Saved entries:
[Start of section]

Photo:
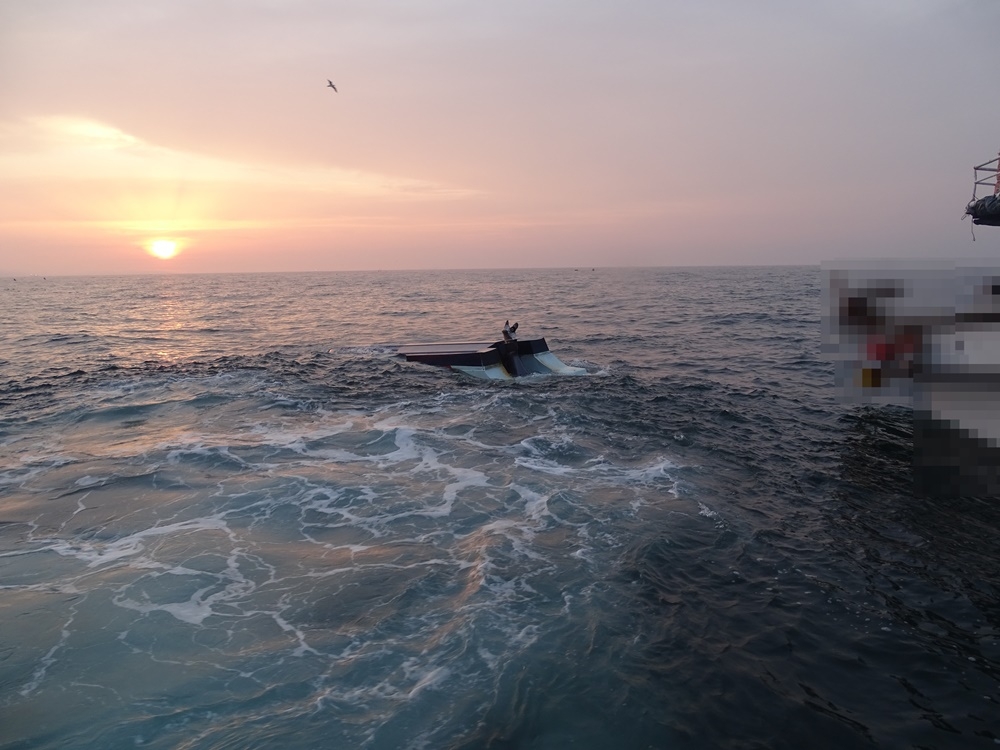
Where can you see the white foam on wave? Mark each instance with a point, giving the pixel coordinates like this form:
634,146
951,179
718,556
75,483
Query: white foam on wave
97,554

[End of section]
[Start of section]

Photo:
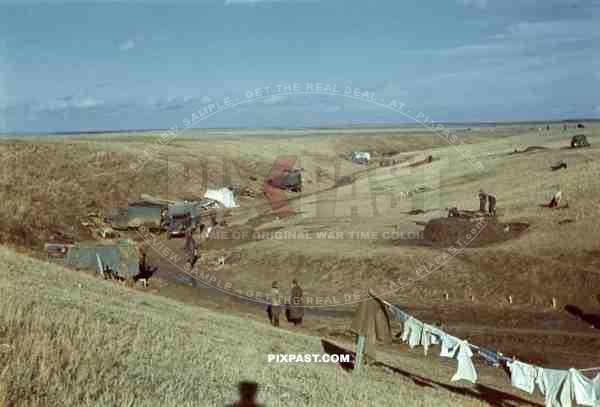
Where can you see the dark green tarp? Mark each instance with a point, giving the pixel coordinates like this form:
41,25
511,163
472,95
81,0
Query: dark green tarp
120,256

[End of section]

Task details:
Among the lines of the data, which ones contain the word "this"? Show them.

Exercise output:
Where can you see the white foam on wave? Mark each instance with a point, giving the pixel coordinates like this form:
Where can you see the dark green tarp? Mark each instance with a point, giving the pixel coordinates like this form:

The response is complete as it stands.